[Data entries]
— Begin —

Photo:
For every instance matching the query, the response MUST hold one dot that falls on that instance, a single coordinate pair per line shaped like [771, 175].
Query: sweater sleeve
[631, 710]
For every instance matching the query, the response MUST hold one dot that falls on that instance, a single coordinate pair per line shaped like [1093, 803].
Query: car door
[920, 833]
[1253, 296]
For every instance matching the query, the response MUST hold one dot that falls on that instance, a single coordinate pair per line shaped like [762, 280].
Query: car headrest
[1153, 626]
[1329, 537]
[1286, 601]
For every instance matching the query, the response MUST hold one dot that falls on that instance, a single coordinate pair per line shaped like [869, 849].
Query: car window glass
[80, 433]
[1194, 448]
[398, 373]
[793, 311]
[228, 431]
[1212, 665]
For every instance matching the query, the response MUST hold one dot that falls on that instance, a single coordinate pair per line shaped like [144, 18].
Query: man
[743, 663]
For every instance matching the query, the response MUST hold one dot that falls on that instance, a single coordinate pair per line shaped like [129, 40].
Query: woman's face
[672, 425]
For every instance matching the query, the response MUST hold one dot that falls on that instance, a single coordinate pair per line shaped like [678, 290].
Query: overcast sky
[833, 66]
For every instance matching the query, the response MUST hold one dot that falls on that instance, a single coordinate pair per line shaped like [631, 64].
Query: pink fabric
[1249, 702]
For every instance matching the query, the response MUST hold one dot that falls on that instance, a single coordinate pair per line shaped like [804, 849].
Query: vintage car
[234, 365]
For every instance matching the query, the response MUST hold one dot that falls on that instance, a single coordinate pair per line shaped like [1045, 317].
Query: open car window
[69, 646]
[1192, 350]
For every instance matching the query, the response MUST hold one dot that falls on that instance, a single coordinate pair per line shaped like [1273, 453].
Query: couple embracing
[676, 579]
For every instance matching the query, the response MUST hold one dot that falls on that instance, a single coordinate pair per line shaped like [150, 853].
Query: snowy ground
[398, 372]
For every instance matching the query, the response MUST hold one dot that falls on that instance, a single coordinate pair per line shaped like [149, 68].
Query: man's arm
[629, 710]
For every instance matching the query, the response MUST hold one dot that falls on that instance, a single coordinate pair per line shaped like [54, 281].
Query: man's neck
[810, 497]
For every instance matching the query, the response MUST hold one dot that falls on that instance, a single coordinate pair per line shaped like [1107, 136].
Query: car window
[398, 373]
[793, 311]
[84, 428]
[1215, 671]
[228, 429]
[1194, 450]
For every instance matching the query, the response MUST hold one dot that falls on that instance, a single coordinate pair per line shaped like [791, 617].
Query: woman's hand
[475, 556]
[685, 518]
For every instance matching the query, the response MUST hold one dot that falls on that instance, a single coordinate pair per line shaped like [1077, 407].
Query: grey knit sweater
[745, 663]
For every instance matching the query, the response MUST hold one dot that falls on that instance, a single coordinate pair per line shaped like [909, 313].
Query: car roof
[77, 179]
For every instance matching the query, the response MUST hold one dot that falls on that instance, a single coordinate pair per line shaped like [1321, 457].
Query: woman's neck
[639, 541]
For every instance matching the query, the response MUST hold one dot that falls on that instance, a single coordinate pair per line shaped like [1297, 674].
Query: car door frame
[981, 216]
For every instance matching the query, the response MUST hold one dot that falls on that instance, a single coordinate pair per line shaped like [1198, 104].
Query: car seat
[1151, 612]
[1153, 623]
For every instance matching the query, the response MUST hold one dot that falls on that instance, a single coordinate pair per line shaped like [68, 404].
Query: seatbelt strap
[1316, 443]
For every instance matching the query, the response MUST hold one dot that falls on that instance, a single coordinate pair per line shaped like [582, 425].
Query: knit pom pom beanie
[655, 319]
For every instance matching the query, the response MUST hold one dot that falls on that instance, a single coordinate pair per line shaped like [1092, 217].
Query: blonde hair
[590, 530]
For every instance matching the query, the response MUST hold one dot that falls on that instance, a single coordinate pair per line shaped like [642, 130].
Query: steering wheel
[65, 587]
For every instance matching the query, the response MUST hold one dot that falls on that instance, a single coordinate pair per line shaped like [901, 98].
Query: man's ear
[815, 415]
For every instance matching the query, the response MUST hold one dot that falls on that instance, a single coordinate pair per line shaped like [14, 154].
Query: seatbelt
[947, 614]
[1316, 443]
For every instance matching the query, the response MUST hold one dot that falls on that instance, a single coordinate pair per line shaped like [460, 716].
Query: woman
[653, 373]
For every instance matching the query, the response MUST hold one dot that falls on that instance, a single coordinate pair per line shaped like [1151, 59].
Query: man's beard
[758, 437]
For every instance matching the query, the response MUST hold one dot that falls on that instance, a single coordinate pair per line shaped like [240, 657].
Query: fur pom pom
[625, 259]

— End —

▸ WORK INSTRUCTIONS
Can you format all of the material above as a two-column CSV with the columns prompt_text and answer? Each row should pair one text with the answer that follows it, each in a single quoted field with line breaks turned into spaces.

▸ THE RESPONSE
prompt_text,answer
"Photo: For every instance matching the query, the response MUST hold one dot that falls on that instance, a single coordinate pair per line shaped like [771, 175]. Query: sweater sleeve","[631, 710]"
"For every instance matching the query, the response MUST hold one dot that falls on that instance, a single coordinate pair per line shaped like [1093, 803]. Query: car door","[920, 833] [1253, 296]"
"For every instance matching the query, the response MUST hold one dot that falls on that instance, a single coordinate pair per line shaped like [762, 280]. Query: car headrest","[1153, 626] [1329, 537] [1286, 601]"
"For every instance matching the query, the response MUST hold one dot that falls on that instance, a single coordinate pair per line shaped like [869, 849]. Query: car window glass","[80, 433] [1194, 448] [398, 373] [793, 311] [228, 431] [1212, 665]"
"For every instance matching the query, the response MUST hold one dot that falls on that instance, a single coordinate pair per line shaped like [144, 18]. Query: man","[743, 663]"
"For every instance matching the query, the response MUST hold one dot that falls on that instance, a single coordinate pair per line shaped like [129, 40]. Query: woman's face","[672, 425]"
"For every instance matching the query, the response MUST hold one dot that falls on that instance, a single coordinate pair per line shaped like [678, 290]. Query: overcast sky","[833, 66]"
"For every instance matching the query, the response MUST hold one dot that falls on that instance, a single coordinate pair per line shaped like [631, 64]. Query: pink fabric","[1249, 702]"
"For every instance matching the query, the response MUST hold one dot that falls on that instance, a single coordinate pair per line shaped like [804, 849]. Query: vintage car","[234, 365]"
"For every instance matching the query, the response MUST hold one dot that falls on that instance, a single coordinate pair per line shaped like [1045, 317]. Query: open car window","[69, 646] [1192, 350]"
"For every instance matching the query, the response MUST hold one dot that falls on that instance, a single coordinate pair per line shaped like [1273, 453]. Query: couple embracing","[676, 579]"
"For every instance matching the query, the response MUST hold one dot that falls on that instance, a single coordinate pair per line shaped like [150, 853]. Query: snowy ground","[398, 372]"
"For every instance matching the query, the response MUST hold one dot that falls on that instance, a single coordinate pair per line shaped like [149, 68]. Query: man's arm","[629, 710]"
"For every instance matching the query, the response MUST hold one dot that falls on that instance, a single coordinate pair per line shaped like [54, 281]. Query: man's neck","[810, 497]"
"For every instance matching the query, the response MUST hold one dot that falls on that instance, a single coordinate pair per line shaped like [1107, 136]. Query: car window","[398, 373] [793, 311] [84, 428] [1215, 671] [228, 429] [1194, 450]"
"For every instance matching the query, the response MUST hold one dot that falls on that instance, a single coordinate pair per line shaped like [791, 617]. Query: woman's hand","[475, 556] [685, 518]"
"For every instance matching the query, the response MUST hold one dot that falls on that instance, a single coordinate pair per line shaped like [1077, 407]. Query: grey knit sweater","[745, 663]"
"For every instance matching the query, the response MUST hold one dot that falls on that instance, a single coordinate pair per line shaped like [909, 313]. Query: car roof","[77, 179]"
"For every instance matching the query, the response MUST hold one dot that falls on that instance, a single coordinate pair per line shaped like [1321, 457]. Query: woman's neck","[639, 541]"
"For every instance matching the query, the response MUST hold one dot that falls on that instance, a single coordinate pair per line shaped like [1297, 674]. Query: car door frame","[981, 216]"
"For every instance matching the query, the response MUST hold one dot that falls on that instance, a single coordinate pair per line shaped like [1198, 104]. Query: car seat","[1151, 612] [1153, 623]"
"For every instance matching the query, the response MUST hold one dot that falls on that instance, a single coordinate pair per line shaped like [68, 404]. Query: seatbelt strap","[1316, 443]"
"For every instance matching the query, the response MUST hold one dot that falls on that instance, a single coordinate pair per line shaped like [582, 425]. Query: knit pom pom beanie","[655, 319]"
"For every instance matching the query, the response MUST hold one dot that falls on that instance, a single coordinate pair per line shaped like [1092, 217]. Query: blonde hair","[590, 530]"
"For every instance matching the query, the response MUST hold one dot that falls on that instance, a single coordinate pair per line shaped like [642, 130]. Query: steering wheel","[65, 587]"
"For every instance matching the query, the response MUST hold one dot that falls on that instance, a single coordinate pair per line shaped like [901, 98]. Query: man's ear","[815, 415]"
"For every instance matching the query, the response MUST hold one dot that falls on that instance, a single coordinate pair per line shaped like [14, 154]. Query: seatbelt","[947, 614] [1316, 443]"
"For every instance matching the query, the response MUST hold one dot that falls on that instance, a single coordinate pair per line shaped like [460, 716]. Query: woman","[653, 373]"
"For every instance matching the query, the response MUST hold one dot that falls on that instance, a single coordinate pair per line shaped like [1151, 59]. Query: man's beard","[758, 437]"
"For every instance matching the query, the response MUST hold one dot that falls on that instance, a single coordinate pair per line shaped like [240, 657]. Query: fur pom pom","[625, 259]"